* [Your objective]: Extract the complete listing and output it unchanged.

Region outline entries:
—————

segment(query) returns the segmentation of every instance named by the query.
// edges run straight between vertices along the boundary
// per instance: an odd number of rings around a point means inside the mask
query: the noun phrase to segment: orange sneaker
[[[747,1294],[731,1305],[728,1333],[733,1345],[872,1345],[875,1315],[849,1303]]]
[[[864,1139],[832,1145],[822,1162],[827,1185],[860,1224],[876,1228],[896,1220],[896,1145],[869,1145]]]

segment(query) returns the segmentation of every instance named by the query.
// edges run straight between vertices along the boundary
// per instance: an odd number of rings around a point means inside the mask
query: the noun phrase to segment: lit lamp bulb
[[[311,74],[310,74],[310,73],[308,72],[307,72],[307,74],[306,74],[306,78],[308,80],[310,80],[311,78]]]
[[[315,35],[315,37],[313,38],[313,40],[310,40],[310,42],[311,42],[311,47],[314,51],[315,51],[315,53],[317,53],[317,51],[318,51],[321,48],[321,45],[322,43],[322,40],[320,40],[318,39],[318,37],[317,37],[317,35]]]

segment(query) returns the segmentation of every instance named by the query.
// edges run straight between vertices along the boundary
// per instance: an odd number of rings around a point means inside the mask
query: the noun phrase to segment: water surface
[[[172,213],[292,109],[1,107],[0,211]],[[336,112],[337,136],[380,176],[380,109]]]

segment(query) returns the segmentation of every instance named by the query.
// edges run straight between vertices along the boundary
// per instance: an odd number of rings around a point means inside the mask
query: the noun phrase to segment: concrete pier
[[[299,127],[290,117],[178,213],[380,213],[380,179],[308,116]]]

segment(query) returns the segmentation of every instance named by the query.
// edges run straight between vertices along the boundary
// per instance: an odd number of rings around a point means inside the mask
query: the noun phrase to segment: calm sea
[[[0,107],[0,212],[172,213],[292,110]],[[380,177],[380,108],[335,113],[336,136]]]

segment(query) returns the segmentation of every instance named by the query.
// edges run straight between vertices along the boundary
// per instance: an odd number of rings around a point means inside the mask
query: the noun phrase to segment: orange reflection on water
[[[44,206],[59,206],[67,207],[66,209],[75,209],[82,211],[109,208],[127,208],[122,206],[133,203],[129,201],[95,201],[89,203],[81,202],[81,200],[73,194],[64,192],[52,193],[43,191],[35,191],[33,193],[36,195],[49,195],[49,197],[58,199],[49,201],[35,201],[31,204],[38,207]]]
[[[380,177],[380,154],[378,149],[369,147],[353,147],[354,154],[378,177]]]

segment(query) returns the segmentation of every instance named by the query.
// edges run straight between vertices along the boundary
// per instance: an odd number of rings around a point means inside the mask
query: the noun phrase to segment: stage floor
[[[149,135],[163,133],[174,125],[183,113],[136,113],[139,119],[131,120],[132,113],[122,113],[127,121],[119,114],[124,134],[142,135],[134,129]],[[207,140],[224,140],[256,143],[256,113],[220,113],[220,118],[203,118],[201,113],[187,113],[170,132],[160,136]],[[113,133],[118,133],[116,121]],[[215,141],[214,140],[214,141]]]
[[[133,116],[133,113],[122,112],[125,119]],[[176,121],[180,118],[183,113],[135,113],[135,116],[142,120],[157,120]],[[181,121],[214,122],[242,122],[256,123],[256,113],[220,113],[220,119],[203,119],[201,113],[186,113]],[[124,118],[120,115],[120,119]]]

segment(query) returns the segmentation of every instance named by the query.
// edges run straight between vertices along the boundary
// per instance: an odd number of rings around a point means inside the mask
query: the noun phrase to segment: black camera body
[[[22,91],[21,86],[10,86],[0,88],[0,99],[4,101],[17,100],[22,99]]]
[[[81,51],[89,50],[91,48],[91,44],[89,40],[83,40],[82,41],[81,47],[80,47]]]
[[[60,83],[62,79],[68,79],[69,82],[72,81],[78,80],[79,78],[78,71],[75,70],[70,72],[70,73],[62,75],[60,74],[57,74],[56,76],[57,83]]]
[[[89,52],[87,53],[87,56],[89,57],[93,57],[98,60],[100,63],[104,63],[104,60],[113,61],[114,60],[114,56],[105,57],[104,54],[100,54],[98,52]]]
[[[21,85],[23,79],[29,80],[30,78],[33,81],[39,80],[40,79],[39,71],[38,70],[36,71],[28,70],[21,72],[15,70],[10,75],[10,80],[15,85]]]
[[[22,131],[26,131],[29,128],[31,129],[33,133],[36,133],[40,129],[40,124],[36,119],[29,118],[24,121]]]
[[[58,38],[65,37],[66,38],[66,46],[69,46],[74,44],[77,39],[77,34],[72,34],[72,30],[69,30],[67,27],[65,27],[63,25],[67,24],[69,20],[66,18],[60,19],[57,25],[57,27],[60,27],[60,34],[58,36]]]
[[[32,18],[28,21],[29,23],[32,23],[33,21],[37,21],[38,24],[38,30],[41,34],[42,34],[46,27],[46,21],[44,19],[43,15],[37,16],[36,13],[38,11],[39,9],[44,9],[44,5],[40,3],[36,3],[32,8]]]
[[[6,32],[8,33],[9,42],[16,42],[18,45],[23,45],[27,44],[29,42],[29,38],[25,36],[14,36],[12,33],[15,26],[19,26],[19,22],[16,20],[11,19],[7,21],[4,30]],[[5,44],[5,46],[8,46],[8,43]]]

—————

* [Solved exercise]:
segment(query) returns the segmentation of every instance named by the query.
// edges run straight between vertices along the boundary
// per instance: an odd number of rings around a point means inside the mask
query: the noun phrase to segment: orange sneaker
[[[747,1294],[731,1305],[728,1333],[733,1345],[872,1345],[875,1315],[849,1303]]]
[[[864,1139],[832,1145],[822,1162],[827,1185],[860,1224],[876,1228],[896,1220],[896,1145],[869,1145]]]

segment(query) returns the segmentation of every instance named by the query.
// edges run straight between vertices along the boundary
// per instance: an odd number of rings around a point means inside the mask
query: the noun phrase to segment: lit lamp bulb
[[[311,74],[310,74],[310,73],[308,72],[307,72],[307,74],[306,74],[306,78],[308,80],[310,80],[311,78]]]
[[[315,35],[315,37],[313,38],[313,40],[310,40],[310,42],[311,42],[311,47],[314,51],[315,51],[315,53],[317,53],[317,51],[318,51],[321,48],[321,45],[322,43],[322,40],[320,40],[318,39],[318,37],[317,37],[317,35]]]

segment(query) returns the segmentation of every instance named by the query.
// edges run straight between vertices along the boundary
// per instance: an odd number of rings around a point means inside the mask
query: the noun phrase to segment: water surface
[[[172,213],[292,109],[1,107],[0,211]],[[336,112],[337,136],[380,176],[380,109]]]

segment(query) returns the segmentation of every instance named by the query.
// edges run straight between vertices along the boundary
// per instance: an odd number of rings around a point means inside the mask
query: the noun phrase to segment: concrete pier
[[[299,127],[290,117],[178,213],[380,213],[380,179],[308,116]]]

segment(query) returns the segmentation of every instance named by the query.
// edges run straight between vertices along the boundary
// per instance: an odd number of rings around a point means inside the mask
query: the noun phrase to segment: calm sea
[[[0,107],[0,212],[172,213],[292,110]],[[380,177],[380,108],[335,113],[336,136]]]

segment(query) returns the segmentation of every instance named by the query.
// edges run straight between vertices along the boundary
// per instance: an odd number of rings around a point means inside the mask
query: the noun phrase to segment: orange reflection on water
[[[44,206],[59,206],[67,207],[66,209],[75,209],[82,211],[109,208],[127,208],[122,206],[133,203],[129,201],[95,201],[89,203],[81,202],[81,200],[73,194],[64,192],[52,193],[43,191],[35,191],[33,193],[36,195],[49,195],[49,197],[58,199],[49,201],[35,201],[31,204],[38,207]]]
[[[380,177],[380,154],[378,149],[369,147],[353,147],[354,154],[378,177]]]

segment(query) returns the segmentation of every instance named by the query.
// edges run straight between vertices along the boundary
// per instance: an odd number of rings around a point means inside the mask
query: the noun phrase to segment: stage floor
[[[149,135],[163,133],[174,125],[183,113],[136,113],[139,119],[131,120],[132,113],[122,113],[127,121],[119,114],[124,134],[142,135],[134,129]],[[207,140],[224,140],[256,143],[256,113],[220,113],[220,118],[203,118],[201,113],[187,113],[170,132],[160,136]],[[113,133],[118,133],[116,121]],[[215,141],[214,140],[214,141]]]
[[[133,116],[133,113],[122,112],[125,119]],[[176,121],[180,118],[183,113],[135,113],[135,116],[142,120],[157,120]],[[181,121],[214,122],[242,122],[256,123],[256,113],[220,113],[220,119],[203,119],[201,113],[186,113]],[[124,118],[120,115],[120,119]]]

segment(query) returns the segmentation of every instance named by the query.
// edges run straight between vertices along the boundary
// per instance: an odd number of rings around a point means inside the mask
query: the noun phrase to segment: black camera body
[[[22,91],[21,86],[10,86],[0,88],[0,99],[4,101],[17,100],[22,99]]]
[[[81,51],[89,50],[91,48],[91,44],[89,40],[83,40],[82,41],[81,47],[80,47]]]
[[[60,83],[62,79],[68,79],[69,82],[72,81],[78,80],[79,78],[78,71],[75,70],[70,72],[70,73],[62,75],[60,74],[57,74],[56,76],[57,83]]]
[[[89,52],[87,53],[87,56],[89,57],[93,57],[98,60],[100,63],[104,63],[104,60],[113,61],[114,60],[114,56],[105,57],[104,54],[100,54],[98,52]]]
[[[21,85],[23,79],[29,80],[30,78],[33,81],[39,80],[40,79],[39,71],[38,70],[36,71],[28,70],[21,72],[15,70],[10,75],[10,80],[15,85]]]
[[[22,131],[26,131],[29,128],[31,129],[33,133],[36,133],[40,129],[40,124],[36,119],[29,118],[24,121]]]
[[[58,38],[65,37],[66,38],[66,46],[69,46],[74,44],[77,39],[77,34],[72,34],[72,30],[69,30],[67,27],[65,27],[63,25],[67,24],[69,20],[66,18],[60,19],[57,25],[57,27],[60,27],[60,34],[58,36]]]
[[[32,18],[28,21],[29,23],[32,23],[33,21],[37,21],[38,24],[38,30],[41,34],[42,34],[46,27],[46,21],[44,19],[43,15],[37,16],[36,13],[38,11],[39,9],[44,9],[44,5],[40,3],[36,3],[32,8]]]
[[[6,32],[8,33],[9,42],[16,42],[18,45],[23,45],[27,44],[29,42],[29,38],[25,36],[14,36],[12,33],[15,26],[19,26],[19,22],[16,20],[11,19],[7,21],[4,30]],[[5,44],[5,46],[8,46],[8,43]]]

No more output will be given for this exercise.